Problem set:
• 1. Translate this sentence from the Northern Stage text into Spanish: "The building opened as the University Theatre in 1970 and provided a new home for the Tyneside Theatre Company."
• 2. Continue the history of Northern Stage, picking up after its final sentence.

Selected excerpt:
START
Theatre company in Newcastle upon Tyne, England

Northern Stage is a theatre and producing theatre company based in Newcastle upon Tyne. It is surrounded by Newcastle University's city centre campus on King's Walk, opposite the students' union building. It hosts various local, national and international productions in addition to those produced by the Northern Stage company. Until the 2006 reopening, the theatre was known as the Newcastle Playhouse and is a registered charity.

The complex hosts three stages. The capacity decreases, with stage one being the largest, having 447 seats. The complex also boasts a café-bar.

== History ==
=== Early history ===
The building opened as the University Theatre in 1970 and provided a new home for the Tyneside Theatre Company. The company had been established in 1968 in the Flora Robson Playhouse in Jesmond, which was set to be demolished in a road-widening scheme. The architect Sir William Whitfield designed the building as a flexible performance space which also included three bars, two of them opening onto the auditorium. The new building also housed the Gulbenkian Studio.

The building was renamed the Newcastle Playhouse in 1978 after the Tyneside Theatre Company was dissolved and replaced with the Tyne and Wear Theatre Company. In 1987 this became the Tyne Theatre Company and moved out of the Playhouse to the Tyne Theatre and Opera House before another move in 1989 saw its name change to Northern Stage. The company moved back into the Playhouse in 1992, also taking over the running of the Gulbenkian Studio. From 1992 until 2005 the company was run by Alan Lyddiard who created the Northern Stage Ensemble Company in 1998.
END
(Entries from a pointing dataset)
START
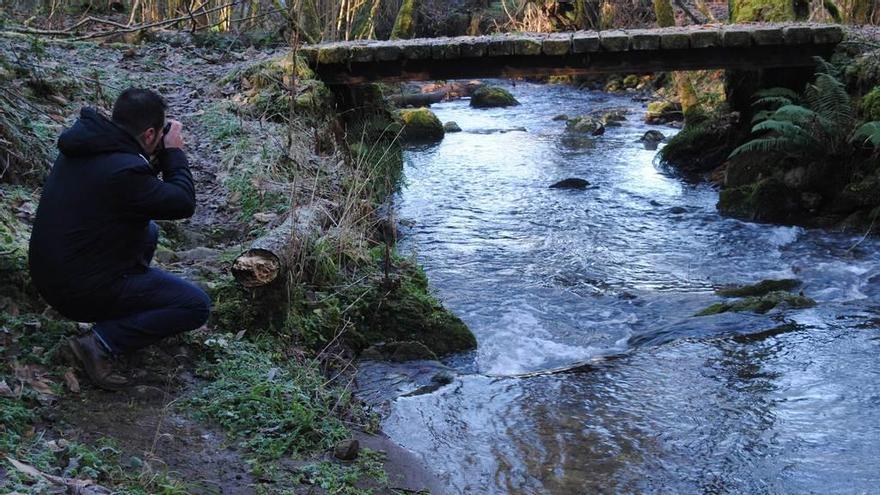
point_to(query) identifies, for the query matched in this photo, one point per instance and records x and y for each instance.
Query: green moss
(759, 289)
(702, 145)
(761, 304)
(274, 407)
(585, 124)
(631, 81)
(420, 124)
(236, 308)
(870, 106)
(761, 10)
(404, 310)
(768, 200)
(492, 96)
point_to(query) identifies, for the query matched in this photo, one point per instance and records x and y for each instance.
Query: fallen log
(417, 99)
(272, 255)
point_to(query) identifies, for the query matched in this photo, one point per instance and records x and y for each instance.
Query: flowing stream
(786, 402)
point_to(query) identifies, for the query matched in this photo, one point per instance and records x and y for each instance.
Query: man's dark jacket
(93, 219)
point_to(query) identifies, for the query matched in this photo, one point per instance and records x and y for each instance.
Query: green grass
(273, 407)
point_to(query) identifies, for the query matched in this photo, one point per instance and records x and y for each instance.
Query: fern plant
(818, 124)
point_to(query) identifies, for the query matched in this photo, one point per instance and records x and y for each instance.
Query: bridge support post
(741, 85)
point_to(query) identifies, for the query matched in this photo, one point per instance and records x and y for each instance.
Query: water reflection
(778, 403)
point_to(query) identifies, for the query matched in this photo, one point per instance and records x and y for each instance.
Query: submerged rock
(571, 183)
(759, 289)
(611, 117)
(491, 97)
(420, 124)
(662, 112)
(586, 124)
(652, 136)
(451, 127)
(761, 304)
(347, 450)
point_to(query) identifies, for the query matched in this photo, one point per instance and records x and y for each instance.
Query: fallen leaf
(35, 377)
(71, 381)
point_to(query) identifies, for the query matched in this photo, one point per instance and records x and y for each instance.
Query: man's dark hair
(138, 109)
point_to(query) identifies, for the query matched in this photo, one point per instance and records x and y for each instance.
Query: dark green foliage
(819, 128)
(870, 106)
(759, 289)
(703, 144)
(15, 419)
(404, 310)
(275, 408)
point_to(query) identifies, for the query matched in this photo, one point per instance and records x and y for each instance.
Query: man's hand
(174, 138)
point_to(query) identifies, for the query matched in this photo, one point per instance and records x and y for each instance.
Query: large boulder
(420, 124)
(663, 112)
(491, 97)
(586, 124)
(768, 200)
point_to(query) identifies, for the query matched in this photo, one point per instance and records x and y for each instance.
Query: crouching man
(94, 237)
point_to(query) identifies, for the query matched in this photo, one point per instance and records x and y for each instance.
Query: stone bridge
(747, 47)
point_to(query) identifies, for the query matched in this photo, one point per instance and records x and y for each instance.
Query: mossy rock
(269, 73)
(492, 97)
(768, 200)
(703, 145)
(761, 10)
(407, 312)
(747, 169)
(420, 124)
(870, 106)
(663, 111)
(759, 289)
(585, 124)
(761, 304)
(858, 195)
(863, 73)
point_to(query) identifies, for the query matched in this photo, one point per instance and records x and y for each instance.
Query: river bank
(612, 277)
(259, 400)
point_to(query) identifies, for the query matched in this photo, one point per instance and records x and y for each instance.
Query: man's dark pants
(142, 308)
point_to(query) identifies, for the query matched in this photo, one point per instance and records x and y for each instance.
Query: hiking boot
(97, 362)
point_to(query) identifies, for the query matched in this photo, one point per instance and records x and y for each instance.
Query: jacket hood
(95, 134)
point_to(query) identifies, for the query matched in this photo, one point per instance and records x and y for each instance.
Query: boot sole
(73, 345)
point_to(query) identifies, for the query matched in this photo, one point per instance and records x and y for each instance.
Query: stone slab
(705, 38)
(827, 35)
(527, 46)
(673, 40)
(585, 42)
(764, 36)
(557, 45)
(797, 35)
(614, 41)
(645, 39)
(736, 37)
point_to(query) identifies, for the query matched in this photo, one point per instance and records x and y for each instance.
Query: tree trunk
END
Task-by-task answers:
• 1. El edificio se inauguró como University Theatre en 1970 y proporcionó una nueva sede a la Tyneside Theatre Company.

• 2.
=== Recent history ===
It re-opened in August 2006 as Northern Stage after a £9 million refurbishment. The first performance at the refurbished theatre was a production of Dennis Potter's Son of Man. During the 2006 refurbishment an art installation was constructed on the roof of the theatre, titled Escapology, by artist Cath Campbell.

On 7 April 2008 the Barras Bridge car park was permanently closed for the development of the university's new King's Gate Building.

== Productions ==
Northern Stage both presents visiting national and international theatre and produces its own productions. On reopening in 2007 productions included the first-ever revival of Our Friends in the North, Lipsynch (a co-production with Robert Lepage), the first major UK adaptation of Angela Carter's The Bloody Chamber and updated versions of Henrik Ibsen's A Doll's House and John Osborne's Look Back in Anger. More recently, productions have included Hedda Gabler and Dr. Frankenstein, both in co-production with Newcastle-based theatre company Greyscale.